● What is needed:
Which lines below mention "grass"? Pick each one out.

● Dataset records:
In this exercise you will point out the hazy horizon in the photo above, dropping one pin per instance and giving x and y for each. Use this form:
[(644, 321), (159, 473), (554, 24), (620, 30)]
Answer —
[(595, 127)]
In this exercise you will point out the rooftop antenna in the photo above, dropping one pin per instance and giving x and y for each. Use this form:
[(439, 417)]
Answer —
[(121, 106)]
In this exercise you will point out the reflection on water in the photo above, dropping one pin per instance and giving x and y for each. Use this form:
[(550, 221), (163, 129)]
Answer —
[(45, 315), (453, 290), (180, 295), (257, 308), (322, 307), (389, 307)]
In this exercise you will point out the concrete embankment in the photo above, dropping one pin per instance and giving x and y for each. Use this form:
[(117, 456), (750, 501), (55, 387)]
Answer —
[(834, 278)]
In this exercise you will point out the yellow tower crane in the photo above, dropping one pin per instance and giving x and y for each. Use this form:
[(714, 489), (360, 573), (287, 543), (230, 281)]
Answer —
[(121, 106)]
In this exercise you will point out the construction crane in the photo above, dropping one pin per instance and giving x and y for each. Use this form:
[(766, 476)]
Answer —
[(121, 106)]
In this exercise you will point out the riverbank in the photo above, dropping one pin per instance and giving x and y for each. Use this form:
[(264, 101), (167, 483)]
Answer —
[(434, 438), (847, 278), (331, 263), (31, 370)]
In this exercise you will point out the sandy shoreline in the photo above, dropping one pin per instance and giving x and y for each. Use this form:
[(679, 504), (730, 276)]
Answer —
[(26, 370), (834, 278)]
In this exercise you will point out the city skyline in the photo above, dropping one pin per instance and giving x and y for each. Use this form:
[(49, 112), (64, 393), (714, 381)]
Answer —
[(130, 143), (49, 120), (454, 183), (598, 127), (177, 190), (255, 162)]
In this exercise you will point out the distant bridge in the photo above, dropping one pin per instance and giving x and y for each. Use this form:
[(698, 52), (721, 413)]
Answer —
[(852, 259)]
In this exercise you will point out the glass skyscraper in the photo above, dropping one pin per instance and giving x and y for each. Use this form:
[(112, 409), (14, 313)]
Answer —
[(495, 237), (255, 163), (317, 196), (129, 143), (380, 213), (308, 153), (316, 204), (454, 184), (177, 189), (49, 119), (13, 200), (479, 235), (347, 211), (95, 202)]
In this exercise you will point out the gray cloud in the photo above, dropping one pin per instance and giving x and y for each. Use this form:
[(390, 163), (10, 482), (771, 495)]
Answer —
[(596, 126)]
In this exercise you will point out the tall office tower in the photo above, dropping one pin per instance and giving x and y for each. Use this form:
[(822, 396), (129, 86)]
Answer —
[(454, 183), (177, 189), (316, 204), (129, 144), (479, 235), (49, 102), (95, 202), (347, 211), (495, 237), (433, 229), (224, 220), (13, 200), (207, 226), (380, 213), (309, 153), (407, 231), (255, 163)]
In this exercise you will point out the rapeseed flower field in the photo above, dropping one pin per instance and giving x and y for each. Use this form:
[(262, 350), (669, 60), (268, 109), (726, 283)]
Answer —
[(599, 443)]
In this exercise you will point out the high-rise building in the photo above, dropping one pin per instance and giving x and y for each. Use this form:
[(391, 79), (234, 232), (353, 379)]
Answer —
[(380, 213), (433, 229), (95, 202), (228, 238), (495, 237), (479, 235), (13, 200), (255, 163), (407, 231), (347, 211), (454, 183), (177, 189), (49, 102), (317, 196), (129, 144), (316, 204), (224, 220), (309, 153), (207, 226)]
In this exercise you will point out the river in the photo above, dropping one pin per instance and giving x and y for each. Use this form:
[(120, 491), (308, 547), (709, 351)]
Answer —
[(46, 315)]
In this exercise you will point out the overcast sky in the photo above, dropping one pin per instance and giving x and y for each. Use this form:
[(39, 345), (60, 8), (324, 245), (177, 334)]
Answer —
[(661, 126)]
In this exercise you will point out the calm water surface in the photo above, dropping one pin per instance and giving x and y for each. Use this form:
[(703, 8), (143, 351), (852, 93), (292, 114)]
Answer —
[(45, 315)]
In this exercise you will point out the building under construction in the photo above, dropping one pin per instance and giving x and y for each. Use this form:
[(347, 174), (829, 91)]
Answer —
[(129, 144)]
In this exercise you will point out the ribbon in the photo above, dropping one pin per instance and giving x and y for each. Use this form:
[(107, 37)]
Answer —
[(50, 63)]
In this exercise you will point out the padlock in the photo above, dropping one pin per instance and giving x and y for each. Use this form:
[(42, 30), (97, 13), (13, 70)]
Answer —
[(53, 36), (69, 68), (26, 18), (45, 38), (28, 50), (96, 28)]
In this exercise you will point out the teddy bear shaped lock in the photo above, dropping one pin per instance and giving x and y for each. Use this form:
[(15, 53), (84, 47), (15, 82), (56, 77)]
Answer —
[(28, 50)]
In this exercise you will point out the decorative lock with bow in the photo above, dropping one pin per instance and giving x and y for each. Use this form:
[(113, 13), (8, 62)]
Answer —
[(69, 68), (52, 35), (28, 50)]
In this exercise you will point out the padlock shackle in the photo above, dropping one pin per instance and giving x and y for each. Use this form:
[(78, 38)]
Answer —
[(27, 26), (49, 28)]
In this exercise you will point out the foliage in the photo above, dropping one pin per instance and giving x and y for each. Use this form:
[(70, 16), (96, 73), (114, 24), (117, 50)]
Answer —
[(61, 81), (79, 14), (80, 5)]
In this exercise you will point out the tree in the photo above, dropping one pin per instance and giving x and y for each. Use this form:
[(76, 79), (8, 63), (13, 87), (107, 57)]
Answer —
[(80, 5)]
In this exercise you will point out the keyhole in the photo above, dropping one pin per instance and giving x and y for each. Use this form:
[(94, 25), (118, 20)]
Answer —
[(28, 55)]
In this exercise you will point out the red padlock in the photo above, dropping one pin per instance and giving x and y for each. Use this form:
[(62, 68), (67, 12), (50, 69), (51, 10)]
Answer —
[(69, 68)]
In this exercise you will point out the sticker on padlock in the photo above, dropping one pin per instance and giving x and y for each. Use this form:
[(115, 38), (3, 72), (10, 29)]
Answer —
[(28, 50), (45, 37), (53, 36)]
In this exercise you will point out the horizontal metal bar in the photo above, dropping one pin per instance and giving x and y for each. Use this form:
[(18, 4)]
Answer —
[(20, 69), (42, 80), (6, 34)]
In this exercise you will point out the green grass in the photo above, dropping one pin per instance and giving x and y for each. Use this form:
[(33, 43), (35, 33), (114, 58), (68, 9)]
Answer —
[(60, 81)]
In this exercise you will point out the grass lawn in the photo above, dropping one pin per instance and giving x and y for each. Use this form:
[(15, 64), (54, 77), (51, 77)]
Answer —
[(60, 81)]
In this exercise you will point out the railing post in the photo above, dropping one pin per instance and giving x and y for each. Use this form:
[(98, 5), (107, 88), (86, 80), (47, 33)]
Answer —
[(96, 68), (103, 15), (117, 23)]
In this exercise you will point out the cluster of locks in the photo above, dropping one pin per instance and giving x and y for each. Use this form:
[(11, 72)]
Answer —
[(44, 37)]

● Answer space:
In this exercise you will point out the green grass in the photo above, dropping one pin per instance and giving x and y for each. Use this form:
In this exercise you will point out the grass lawn in the photo above, dropping one pin per instance and giving x and y for each. Use this form:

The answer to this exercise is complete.